* EXTRAIT DU TEXTE

╭──

Critique

[À la télé ce soir] Notes on Blindness

"C'était là que j'ai pris conscience que je devais me confronter à ma cécité. Car si je ne la comprenais pas, elle aurait raison de moi." John Hull, professeur de théologie. © Agat Films & Cie
Julien Broquet
Julien Broquet Journaliste musique et télé

Un professeur et théologien perd la vue juste avant la naissance de l’un de ses enfants. Pour donner un sens à la tragédie, il décide de tenir un journal audio.

Au début des années 80, John Hull, professeur et théologien à l’université de Birmingham souffrant de troubles de la vision depuis l’enfance, perd la vue juste avant la naissance de l’un de ses enfants. Pour donner un sens à la tragédie, s’expliquer aussi le grand bouleversement, il décide de tenir un journal audio et enregistre le 21 juin 1983 la première de ses Notes sur la cécité. Ces notes, dès 1990, Hull les adaptera en bouquin, Touching the Rock, traduit en français par Le Chemin vers la nuit: devenir aveugle et réapprendre à vivre.

╰──

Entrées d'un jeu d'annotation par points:

╭──

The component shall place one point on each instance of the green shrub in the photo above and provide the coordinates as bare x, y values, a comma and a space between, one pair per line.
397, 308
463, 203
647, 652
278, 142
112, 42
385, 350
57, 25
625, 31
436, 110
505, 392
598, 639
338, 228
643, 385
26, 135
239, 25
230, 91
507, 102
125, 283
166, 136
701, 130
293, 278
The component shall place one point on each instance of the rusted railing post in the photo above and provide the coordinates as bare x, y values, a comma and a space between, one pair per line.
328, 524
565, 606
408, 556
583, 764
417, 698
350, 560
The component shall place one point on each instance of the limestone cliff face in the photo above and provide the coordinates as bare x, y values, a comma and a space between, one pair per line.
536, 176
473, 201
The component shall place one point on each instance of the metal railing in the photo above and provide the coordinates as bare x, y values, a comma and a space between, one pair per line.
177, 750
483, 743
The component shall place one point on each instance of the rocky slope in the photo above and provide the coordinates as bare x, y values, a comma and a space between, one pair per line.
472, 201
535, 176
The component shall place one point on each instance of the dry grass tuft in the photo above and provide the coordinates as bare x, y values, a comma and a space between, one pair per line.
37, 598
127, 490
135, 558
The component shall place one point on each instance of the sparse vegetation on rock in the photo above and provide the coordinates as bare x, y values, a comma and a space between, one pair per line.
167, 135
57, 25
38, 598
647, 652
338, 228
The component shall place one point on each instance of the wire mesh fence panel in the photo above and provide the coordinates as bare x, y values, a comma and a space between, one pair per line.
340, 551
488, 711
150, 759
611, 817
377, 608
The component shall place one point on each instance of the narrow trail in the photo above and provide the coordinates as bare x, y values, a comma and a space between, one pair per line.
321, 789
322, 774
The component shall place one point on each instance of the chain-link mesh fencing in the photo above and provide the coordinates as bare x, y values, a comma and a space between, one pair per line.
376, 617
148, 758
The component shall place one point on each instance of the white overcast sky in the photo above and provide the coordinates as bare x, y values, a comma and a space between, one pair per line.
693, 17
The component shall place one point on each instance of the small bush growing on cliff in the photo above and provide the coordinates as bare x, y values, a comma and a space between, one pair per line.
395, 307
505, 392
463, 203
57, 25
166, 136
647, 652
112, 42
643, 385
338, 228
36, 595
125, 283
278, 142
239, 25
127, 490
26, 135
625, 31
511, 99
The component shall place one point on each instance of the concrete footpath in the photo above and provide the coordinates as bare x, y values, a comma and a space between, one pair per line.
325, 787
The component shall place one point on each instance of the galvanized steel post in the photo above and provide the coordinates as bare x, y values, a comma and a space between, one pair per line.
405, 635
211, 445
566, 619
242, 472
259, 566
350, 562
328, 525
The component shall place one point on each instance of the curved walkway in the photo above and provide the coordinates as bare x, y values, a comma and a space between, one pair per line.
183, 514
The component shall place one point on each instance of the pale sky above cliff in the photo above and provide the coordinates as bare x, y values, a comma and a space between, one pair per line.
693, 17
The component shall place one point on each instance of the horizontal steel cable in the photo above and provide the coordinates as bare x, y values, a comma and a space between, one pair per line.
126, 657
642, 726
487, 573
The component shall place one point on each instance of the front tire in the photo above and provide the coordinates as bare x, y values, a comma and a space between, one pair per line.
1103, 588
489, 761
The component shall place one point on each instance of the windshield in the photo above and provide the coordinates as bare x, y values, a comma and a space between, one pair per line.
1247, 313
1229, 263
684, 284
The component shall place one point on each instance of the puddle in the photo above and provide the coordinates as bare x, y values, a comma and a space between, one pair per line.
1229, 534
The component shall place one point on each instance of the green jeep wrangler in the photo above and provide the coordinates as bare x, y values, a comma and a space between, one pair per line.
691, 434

╰──

* EXERCICES À TRAITER
(a) D'après l'extrait sur Notes on Blindness, pourquoi John Hull décide-t-il de tenir un journal audio ? Répondez en une à trois phrases.
(b) Mettez à jour les lignes en remplaçant « coordinates » par « positions », de celle qui contient « of the horizontal » jusqu'à la dernière ligne incluse. Reproduisez uniquement ce passage, sans rien modifier d'autre.
Le texte et les lignes proviennent de sources distinctes.

* RÉPONSES PAR EXERCICE
(a) John Hull décide de tenir un journal audio pour donner un sens à la tragédie qu'est la perte de sa vue, survenue juste avant la naissance de l'un de ses enfants. Il veut aussi s'expliquer le grand bouleversement que cela représente.

(b)
The component shall place one point on each instance of the horizontal steel cable in the photo above and provide the positions as bare x, y values, a comma and a space between, one pair per line.
126, 657
642, 726
487, 573
The component shall place one point on each instance of the front tire in the photo above and provide the positions as bare x, y values, a comma and a space between, one pair per line.
1103, 588
489, 761
The component shall place one point on each instance of the windshield in the photo above and provide the positions as bare x, y values, a comma and a space between, one pair per line.
1247, 313
1229, 263
684, 284
The component shall place one point on each instance of the puddle in the photo above and provide the positions as bare x, y values, a comma and a space between, one pair per line.
1229, 534
The component shall place one point on each instance of the green jeep wrangler in the photo above and provide the positions as bare x, y values, a comma and a space between, one pair per line.
691, 434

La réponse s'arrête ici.